Repeat exactly the lines from the line containing "target: rough tree bark" through the last line of the records below, inclusive, and nothing else.

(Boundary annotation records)
Begin

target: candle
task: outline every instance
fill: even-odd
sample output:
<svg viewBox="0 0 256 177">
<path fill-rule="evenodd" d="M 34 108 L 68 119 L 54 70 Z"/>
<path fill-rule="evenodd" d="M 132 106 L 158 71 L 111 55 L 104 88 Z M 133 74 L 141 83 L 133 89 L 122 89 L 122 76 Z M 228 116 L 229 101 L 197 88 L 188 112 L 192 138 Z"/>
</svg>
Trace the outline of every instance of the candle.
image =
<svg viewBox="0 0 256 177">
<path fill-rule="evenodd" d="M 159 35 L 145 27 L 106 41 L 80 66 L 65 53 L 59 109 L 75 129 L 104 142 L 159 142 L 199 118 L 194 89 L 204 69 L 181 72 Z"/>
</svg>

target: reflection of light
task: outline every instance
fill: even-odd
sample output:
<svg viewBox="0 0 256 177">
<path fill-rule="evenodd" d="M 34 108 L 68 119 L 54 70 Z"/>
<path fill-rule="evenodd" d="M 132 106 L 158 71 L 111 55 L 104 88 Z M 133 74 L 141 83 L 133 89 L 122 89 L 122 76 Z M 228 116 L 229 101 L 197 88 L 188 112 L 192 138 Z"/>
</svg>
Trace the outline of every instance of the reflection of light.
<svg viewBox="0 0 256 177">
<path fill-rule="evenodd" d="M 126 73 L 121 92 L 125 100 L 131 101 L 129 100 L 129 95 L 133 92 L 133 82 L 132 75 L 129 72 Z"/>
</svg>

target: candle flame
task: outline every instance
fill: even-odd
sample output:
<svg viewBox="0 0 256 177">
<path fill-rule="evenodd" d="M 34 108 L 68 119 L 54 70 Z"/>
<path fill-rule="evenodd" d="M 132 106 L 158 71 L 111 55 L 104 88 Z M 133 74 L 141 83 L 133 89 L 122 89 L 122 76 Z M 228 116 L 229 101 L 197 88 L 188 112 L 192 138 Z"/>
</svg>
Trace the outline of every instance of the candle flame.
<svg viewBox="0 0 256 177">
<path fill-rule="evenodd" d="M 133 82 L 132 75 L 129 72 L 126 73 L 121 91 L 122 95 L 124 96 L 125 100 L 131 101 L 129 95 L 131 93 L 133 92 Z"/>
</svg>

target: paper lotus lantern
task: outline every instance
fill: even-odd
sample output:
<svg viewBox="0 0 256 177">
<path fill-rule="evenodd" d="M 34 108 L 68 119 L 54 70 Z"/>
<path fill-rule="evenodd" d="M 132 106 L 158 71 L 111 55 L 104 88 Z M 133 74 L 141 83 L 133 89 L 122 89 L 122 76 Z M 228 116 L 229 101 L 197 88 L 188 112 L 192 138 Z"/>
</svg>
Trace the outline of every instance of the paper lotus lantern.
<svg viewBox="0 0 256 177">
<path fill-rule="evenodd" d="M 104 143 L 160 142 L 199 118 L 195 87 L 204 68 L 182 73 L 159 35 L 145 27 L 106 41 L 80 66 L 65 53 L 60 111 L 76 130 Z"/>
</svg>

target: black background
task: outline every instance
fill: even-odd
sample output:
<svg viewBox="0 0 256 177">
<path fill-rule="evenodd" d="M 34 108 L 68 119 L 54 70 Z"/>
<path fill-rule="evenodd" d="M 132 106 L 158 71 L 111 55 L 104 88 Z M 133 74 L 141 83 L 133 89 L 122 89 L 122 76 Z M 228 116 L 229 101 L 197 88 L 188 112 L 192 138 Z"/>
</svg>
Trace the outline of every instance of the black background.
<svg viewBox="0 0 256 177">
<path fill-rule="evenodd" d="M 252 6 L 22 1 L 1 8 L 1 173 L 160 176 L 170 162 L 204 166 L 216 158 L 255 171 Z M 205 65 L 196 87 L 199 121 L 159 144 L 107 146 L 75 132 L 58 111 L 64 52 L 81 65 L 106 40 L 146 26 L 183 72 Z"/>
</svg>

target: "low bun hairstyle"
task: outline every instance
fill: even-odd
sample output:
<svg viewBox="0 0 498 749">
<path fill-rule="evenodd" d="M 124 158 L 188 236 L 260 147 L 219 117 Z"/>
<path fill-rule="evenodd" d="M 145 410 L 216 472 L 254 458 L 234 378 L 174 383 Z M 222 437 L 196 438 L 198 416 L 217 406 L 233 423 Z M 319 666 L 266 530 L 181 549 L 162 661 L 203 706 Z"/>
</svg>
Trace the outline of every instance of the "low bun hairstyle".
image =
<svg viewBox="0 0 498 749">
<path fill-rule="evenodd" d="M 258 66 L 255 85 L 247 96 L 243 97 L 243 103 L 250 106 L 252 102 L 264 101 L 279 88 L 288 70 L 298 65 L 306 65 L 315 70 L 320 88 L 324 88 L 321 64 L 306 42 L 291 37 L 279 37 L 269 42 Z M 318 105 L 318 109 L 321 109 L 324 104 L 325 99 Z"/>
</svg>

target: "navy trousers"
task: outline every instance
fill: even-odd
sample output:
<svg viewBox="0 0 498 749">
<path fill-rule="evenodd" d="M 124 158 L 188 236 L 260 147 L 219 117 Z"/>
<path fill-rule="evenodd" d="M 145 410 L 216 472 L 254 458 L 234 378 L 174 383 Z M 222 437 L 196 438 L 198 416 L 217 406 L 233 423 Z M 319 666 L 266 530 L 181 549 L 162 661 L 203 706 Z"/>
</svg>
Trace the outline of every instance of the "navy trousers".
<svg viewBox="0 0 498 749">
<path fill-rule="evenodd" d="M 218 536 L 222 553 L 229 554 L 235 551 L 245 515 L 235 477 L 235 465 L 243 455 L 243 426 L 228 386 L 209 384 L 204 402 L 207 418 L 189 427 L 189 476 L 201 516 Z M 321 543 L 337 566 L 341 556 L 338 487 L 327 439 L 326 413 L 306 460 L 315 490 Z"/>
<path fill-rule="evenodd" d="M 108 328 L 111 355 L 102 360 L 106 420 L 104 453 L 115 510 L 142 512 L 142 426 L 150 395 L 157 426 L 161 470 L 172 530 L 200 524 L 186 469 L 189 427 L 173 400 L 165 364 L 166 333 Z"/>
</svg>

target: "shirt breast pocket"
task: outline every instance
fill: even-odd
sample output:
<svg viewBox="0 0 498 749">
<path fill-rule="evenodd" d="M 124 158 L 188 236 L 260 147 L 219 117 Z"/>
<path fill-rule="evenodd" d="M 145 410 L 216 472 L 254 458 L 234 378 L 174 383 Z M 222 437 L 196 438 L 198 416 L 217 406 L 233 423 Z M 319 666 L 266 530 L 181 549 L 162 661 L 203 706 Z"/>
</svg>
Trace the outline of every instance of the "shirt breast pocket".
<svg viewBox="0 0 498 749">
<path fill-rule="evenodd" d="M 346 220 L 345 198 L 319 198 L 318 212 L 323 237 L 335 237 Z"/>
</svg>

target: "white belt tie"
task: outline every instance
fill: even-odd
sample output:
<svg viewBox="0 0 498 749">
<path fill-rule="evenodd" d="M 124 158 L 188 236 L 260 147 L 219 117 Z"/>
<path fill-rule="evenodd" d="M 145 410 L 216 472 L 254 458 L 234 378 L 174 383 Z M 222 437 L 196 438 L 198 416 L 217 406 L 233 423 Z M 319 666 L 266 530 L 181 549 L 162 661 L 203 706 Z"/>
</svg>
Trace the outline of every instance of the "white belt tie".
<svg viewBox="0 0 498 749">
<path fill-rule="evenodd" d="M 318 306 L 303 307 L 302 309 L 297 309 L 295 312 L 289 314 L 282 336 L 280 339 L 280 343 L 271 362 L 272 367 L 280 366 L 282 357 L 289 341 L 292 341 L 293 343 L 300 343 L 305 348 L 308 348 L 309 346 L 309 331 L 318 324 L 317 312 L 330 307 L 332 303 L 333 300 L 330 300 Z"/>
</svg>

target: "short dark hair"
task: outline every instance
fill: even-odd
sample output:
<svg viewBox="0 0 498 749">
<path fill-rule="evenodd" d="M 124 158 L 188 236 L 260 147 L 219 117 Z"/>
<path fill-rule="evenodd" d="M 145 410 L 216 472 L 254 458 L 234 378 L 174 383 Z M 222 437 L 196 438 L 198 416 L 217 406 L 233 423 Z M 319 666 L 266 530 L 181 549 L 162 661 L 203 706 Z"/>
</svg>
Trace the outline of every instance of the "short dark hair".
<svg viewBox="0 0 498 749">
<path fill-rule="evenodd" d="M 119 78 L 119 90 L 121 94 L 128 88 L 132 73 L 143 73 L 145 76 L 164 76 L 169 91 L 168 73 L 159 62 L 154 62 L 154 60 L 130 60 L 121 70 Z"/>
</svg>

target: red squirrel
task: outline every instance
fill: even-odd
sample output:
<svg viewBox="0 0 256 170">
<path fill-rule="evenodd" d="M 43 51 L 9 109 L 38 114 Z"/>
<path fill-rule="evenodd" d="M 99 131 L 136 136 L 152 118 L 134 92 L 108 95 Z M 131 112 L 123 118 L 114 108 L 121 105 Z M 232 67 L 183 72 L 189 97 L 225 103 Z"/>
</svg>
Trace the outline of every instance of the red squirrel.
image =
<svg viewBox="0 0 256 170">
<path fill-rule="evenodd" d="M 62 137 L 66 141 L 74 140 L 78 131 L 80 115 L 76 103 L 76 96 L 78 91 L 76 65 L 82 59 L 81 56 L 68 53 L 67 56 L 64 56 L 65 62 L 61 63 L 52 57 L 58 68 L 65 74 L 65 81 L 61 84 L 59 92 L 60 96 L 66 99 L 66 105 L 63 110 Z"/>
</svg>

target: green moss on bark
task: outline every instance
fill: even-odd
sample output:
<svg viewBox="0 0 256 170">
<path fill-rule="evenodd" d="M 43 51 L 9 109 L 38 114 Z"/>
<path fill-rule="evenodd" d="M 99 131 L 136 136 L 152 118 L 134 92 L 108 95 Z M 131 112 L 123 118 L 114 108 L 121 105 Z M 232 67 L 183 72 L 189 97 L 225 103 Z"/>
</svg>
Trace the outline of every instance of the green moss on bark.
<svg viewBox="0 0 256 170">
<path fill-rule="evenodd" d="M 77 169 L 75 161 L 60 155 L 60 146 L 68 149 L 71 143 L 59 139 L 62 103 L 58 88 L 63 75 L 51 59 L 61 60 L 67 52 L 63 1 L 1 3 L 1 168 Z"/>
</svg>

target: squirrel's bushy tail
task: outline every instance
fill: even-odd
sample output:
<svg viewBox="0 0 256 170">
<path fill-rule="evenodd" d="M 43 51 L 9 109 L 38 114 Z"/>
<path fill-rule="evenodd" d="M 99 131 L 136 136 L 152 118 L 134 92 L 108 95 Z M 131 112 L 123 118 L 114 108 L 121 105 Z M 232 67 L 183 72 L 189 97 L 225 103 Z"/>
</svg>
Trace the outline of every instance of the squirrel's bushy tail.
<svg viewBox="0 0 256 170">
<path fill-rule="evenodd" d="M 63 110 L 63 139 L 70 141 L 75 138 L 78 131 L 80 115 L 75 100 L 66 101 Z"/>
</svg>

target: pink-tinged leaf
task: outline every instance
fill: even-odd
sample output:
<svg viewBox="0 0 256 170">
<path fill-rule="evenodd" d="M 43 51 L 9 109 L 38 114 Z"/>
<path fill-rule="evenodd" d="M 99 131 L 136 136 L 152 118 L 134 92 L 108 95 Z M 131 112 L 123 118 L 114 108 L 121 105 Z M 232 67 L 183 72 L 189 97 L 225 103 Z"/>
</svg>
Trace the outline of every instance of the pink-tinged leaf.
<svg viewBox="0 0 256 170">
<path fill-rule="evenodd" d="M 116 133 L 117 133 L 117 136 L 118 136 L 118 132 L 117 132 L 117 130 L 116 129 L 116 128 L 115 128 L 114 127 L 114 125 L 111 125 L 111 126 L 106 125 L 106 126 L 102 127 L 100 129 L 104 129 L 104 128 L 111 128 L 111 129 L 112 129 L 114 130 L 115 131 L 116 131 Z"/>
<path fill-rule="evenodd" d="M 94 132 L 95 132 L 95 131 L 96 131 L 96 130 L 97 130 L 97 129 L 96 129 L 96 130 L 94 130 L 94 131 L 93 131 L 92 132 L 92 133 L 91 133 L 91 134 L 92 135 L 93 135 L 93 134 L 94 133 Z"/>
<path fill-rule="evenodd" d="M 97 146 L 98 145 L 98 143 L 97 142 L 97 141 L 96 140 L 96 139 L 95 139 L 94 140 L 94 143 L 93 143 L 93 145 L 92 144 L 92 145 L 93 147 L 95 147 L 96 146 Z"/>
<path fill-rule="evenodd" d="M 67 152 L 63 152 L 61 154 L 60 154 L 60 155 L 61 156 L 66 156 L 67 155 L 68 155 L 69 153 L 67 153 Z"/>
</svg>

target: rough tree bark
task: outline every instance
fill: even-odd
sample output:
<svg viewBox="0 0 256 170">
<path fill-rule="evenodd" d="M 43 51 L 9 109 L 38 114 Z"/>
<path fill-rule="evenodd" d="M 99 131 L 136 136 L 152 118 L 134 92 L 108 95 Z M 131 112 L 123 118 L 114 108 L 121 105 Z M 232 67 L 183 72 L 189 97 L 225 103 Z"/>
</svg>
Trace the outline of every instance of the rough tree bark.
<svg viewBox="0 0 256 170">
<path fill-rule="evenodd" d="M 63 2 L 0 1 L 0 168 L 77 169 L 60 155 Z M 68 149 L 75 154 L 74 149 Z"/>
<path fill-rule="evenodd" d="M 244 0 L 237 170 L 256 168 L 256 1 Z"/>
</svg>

End

> _Solution to the problem_
target: rough tree bark
task: outline every instance
fill: even-odd
sample output:
<svg viewBox="0 0 256 170">
<path fill-rule="evenodd" d="M 43 51 L 9 109 L 38 114 Z"/>
<path fill-rule="evenodd" d="M 99 131 L 136 136 L 152 118 L 134 92 L 108 95 Z M 131 112 L 123 118 L 114 108 L 121 105 Z M 232 67 L 183 72 L 189 97 L 225 103 Z"/>
</svg>
Trace the outline of every instance of the rough tree bark.
<svg viewBox="0 0 256 170">
<path fill-rule="evenodd" d="M 63 2 L 0 1 L 0 168 L 77 169 L 60 155 Z M 68 149 L 75 154 L 74 149 Z"/>
<path fill-rule="evenodd" d="M 244 0 L 237 170 L 256 168 L 256 1 Z"/>
</svg>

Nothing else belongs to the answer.